### RETOS
1) Copia del relato de la excursión el fragmento comprendido entre "A eso se sumaba" y "prometía ser invernal.", ambos incluidos.
2) Prosigue, por favor, el relato de la excursión a partir de su última oración.

### ARTÍCULO
· · · ·
A eso se sumaba que muchos compañeros habían optado por la visita trufera en Cifuentes, así que finalmente solo nos reunimos en la plaza 15 senderomagos, dispuestos a seguir a Carlos R. en una jornada que prometía ser invernal.
Preparados para el frio, dejamos los coches y empezamos la caminata con la feliz sorpresa de que las esperadas nubes, habían dejado paso al sol. Las primeras nieves caídas la noche anterior habían desaparecido y sólo quedaba una ligera capa en los tejados y en el borde de las vallas, que recordaba que el invierno estaba a punto de empezar.
Cruzamos el pueblo con el objetivo de llegar al Cerro de la Peña de la Cruz y disfrutar de sus impresionantes vistas. Pero el camino de subida no fue menos impactante.
· · · ·
### Entradas de anotación con coordenadas

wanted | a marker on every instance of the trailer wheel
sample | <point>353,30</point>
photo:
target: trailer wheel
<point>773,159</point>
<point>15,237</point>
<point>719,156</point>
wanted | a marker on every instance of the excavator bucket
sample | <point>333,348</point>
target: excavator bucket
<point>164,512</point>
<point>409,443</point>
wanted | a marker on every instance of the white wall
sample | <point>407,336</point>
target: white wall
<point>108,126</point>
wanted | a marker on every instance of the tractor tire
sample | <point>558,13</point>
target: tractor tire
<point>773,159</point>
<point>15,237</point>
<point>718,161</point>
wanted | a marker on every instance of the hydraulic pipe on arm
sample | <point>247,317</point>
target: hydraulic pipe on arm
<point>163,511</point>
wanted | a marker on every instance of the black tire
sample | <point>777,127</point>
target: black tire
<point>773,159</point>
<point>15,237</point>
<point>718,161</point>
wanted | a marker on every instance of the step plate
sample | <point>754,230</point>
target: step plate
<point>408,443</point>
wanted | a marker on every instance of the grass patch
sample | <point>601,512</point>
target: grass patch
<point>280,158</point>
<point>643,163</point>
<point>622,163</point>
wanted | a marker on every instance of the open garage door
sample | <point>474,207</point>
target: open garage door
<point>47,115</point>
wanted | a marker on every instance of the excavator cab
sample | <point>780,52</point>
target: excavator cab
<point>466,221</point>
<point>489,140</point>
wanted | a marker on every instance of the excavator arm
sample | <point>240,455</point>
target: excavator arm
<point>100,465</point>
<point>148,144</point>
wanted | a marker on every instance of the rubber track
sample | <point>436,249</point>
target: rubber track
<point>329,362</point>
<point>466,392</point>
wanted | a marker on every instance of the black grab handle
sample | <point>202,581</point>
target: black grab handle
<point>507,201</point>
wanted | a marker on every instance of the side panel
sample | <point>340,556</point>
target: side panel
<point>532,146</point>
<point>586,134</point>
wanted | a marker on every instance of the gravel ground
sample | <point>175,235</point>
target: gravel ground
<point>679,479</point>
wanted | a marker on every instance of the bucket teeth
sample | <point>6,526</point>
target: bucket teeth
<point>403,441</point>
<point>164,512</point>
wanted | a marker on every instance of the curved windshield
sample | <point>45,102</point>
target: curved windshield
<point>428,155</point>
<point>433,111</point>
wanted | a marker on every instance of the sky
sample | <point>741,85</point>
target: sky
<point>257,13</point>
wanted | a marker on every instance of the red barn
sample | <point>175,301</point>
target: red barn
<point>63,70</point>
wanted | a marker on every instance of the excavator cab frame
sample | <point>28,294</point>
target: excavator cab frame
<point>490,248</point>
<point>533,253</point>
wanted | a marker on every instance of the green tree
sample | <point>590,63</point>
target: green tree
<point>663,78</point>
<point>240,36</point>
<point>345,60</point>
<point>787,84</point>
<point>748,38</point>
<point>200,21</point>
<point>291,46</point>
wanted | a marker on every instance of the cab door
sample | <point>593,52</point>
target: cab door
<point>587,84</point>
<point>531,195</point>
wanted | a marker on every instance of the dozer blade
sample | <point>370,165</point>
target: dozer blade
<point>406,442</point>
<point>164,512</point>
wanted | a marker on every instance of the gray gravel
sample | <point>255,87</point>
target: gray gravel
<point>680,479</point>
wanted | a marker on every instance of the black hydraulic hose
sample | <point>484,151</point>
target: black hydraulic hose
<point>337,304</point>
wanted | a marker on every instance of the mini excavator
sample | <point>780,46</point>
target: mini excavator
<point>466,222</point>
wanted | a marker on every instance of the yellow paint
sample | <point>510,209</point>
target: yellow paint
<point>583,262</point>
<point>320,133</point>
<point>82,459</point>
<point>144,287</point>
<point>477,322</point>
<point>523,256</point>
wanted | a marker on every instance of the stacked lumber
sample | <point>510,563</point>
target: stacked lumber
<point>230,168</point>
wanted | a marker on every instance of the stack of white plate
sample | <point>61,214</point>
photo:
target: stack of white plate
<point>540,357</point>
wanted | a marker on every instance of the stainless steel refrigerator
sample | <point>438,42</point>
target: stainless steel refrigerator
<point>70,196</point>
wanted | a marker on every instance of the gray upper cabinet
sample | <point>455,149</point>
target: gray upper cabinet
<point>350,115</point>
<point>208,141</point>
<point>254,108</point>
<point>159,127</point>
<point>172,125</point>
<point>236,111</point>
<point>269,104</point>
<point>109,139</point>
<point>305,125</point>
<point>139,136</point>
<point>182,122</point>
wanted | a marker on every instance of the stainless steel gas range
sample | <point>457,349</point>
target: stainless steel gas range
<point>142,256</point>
· · · ·
### RESULTADOS DE TAREAS
1)
A eso se sumaba que muchos compañeros habían optado por la visita trufera en Cifuentes, así que finalmente solo nos reunimos en la plaza 15 senderomagos, dispuestos a seguir a Carlos R. en una jornada que prometía ser invernal.

2)
Atravesamos el arroyo de La Nava y, avanzando hacia la ruta del robledal, alcanzamos la conocida ‘Senda Manolo’, que nos condujo al interior de la espectacular Dehesa Umbría.
Esta senda está dedicada a Manuel Fernández Martín, querido vecino y caminante de Navarredonda, que dejó su huella en muchas rutas de la zona para que otros pudieran disfrutar de estos paisajes. Una figura entrañable y muy recordada por su amor a la montaña y al senderismo.
Subimos sin apenas descanso por un precioso sendero tapizado de hojas de roble, suavemente cubiertas por una fina capa de nieve.
Llegamos a un tramo más llano donde se encuentran tres bancos-mirador, con respaldo en forma de hoja de roble: el Mirador de la Dehesa Umbría, el del Valle Medio del Lozoya y el llamado Descanso de Manuel, donde nos hicimos la foto de grupo. Las vistas de la sierra y del valle eran, sencillamente, espectaculares.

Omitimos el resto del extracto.